Hungary fuels language dispute with Slovakia

The government in Bratislava allegedly wants to introduce stricter controls on the Slovakian language skills of schoolchildren belonging to the Hungarian minority. The move is a response to a demand by Hungarian President László Sólyom that children of Hungarian minorities abroad should learn Hungarian as their first language. The liberal daily Sme has no time for this new turn in the language conflict: "The dispute over education in the majority language for children of a minority is typical of how politicians can stir up conflicts that would never arise without them. ... The Hungarian president has no idea in this matter. If he wants improvement he can raise the issue with the responsible commission, but not at an event in [the Northern Serbian province] Vojvodina. The mildly psychotic Slovakian Prime Minister [Robert Fico] was certain to react in kind. ... The current 'reinforcement' of school inspections will only be a torment for Hungarian pupils and teachers. All thanks to Sólyom." (18/03/2010)

Required work.
#1 In the excerpt on the Hungarian-Slovak language dispute, what did Hungarian President László Sólyom demand?
#2 From the entries, retype the lines running from the one containing "out the largemouth" through the one containing "x=357, y=226", including both of those lines.

Coordinate labeling data:
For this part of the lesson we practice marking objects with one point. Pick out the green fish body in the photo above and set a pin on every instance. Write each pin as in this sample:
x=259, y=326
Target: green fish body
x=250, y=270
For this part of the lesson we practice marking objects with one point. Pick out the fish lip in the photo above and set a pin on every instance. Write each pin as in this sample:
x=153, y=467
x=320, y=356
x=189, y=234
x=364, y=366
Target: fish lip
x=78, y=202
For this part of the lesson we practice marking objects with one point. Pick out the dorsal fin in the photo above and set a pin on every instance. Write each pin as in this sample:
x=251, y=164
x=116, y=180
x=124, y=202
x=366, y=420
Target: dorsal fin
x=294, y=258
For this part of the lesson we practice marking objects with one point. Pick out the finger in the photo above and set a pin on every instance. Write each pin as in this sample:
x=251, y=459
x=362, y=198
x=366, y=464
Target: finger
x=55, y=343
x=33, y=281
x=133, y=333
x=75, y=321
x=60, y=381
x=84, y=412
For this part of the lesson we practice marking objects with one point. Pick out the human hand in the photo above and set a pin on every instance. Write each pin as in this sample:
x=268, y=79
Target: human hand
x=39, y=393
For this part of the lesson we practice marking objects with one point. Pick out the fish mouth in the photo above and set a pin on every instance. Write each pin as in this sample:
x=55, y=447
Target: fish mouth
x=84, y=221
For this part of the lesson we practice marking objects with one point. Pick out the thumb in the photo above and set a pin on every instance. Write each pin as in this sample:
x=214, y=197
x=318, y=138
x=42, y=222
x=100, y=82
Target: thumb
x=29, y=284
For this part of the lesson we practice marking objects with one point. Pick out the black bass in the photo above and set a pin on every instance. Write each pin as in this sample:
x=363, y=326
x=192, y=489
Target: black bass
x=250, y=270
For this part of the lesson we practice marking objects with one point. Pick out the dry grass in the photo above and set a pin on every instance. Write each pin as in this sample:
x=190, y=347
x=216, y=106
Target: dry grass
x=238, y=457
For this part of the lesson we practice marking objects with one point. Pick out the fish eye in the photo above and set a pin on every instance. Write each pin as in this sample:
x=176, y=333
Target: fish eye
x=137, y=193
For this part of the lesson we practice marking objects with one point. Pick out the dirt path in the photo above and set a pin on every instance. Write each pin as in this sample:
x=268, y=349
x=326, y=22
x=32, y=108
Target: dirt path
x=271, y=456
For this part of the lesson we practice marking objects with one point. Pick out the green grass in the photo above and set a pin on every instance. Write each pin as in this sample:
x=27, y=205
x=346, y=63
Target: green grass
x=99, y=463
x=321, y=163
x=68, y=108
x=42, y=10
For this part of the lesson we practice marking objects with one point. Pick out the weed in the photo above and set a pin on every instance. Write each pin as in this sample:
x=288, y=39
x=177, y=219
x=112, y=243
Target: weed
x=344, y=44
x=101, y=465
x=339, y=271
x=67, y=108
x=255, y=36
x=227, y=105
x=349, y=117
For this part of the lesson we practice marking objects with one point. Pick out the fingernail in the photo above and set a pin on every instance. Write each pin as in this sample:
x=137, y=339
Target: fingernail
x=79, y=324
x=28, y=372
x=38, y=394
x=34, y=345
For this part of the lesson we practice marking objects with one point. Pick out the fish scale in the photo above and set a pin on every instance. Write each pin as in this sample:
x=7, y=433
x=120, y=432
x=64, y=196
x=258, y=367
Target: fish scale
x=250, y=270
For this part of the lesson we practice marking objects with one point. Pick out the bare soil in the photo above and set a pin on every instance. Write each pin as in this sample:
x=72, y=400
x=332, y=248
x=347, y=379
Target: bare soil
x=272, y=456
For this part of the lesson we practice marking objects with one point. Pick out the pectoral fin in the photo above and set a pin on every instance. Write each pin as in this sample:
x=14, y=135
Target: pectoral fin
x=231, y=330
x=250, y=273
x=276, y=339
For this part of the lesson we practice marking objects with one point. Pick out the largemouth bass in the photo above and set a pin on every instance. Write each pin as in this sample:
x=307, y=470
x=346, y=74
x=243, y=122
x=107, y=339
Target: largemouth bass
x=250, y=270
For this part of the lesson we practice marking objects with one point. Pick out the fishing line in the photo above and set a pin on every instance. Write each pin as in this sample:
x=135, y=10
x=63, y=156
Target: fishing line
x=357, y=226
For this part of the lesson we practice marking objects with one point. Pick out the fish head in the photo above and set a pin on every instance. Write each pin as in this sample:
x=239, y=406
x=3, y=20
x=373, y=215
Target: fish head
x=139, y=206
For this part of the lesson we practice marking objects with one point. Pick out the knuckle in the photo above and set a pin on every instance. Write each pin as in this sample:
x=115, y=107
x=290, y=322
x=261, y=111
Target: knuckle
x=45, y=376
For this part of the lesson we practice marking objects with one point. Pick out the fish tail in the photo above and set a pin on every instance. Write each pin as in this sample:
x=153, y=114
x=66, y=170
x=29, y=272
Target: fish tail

Task-by-task solutions.
#1 He demanded that children of Hungarian minorities abroad should learn Hungarian as their first language.

#2
For this part of the lesson we practice marking objects with one point. Pick out the largemouth bass in the photo above and set a pin on every instance. Write each pin as in this sample:
x=307, y=470
x=346, y=74
x=243, y=122
x=107, y=339
Target: largemouth bass
x=250, y=270
For this part of the lesson we practice marking objects with one point. Pick out the fishing line in the photo above and set a pin on every instance. Write each pin as in this sample:
x=135, y=10
x=63, y=156
Target: fishing line
x=357, y=226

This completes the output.